◆ **Problem to work on**
Count the lines in the items below that contain the string "target", where case matters. Give only the number.

-- BEGIN Entries supplied --

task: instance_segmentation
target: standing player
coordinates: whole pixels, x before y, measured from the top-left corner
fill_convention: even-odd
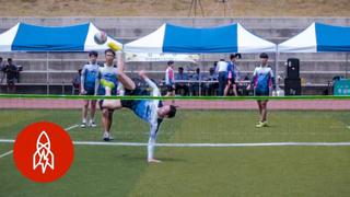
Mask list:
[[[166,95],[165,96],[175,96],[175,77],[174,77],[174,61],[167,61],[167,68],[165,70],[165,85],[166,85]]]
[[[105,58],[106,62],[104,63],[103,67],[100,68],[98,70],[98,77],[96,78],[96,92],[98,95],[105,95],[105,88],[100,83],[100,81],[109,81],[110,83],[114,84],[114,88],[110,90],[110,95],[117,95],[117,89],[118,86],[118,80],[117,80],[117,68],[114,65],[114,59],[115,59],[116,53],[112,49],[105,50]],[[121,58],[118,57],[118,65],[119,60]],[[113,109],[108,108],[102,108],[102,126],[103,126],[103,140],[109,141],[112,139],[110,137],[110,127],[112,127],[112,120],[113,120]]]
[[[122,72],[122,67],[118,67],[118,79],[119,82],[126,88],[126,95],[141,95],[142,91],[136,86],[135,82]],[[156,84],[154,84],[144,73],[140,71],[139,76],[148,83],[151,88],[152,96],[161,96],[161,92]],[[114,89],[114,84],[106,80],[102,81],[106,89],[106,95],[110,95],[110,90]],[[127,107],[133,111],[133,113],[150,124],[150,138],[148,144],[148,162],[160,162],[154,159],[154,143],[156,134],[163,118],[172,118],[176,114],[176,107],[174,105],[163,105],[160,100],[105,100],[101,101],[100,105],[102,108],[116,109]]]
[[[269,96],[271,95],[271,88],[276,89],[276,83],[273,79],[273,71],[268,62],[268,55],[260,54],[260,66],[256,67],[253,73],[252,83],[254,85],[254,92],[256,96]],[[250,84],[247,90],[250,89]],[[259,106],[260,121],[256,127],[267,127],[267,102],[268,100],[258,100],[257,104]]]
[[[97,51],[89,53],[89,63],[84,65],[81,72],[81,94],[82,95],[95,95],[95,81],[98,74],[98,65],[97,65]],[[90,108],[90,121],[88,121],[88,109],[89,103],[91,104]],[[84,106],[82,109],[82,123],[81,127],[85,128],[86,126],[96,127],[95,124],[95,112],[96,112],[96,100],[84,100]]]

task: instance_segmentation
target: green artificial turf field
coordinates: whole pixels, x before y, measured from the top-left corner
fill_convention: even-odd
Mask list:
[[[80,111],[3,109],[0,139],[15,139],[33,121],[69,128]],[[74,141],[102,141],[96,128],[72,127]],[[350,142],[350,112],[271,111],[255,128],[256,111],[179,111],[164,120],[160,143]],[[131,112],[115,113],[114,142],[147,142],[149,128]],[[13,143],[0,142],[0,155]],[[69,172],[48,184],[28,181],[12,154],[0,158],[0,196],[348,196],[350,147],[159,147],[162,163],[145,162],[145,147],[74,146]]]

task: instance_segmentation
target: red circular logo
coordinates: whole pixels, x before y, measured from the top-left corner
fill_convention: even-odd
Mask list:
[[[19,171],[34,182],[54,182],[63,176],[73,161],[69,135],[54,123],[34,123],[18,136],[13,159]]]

-- END Entries supplied --

◆ **Task solution**
3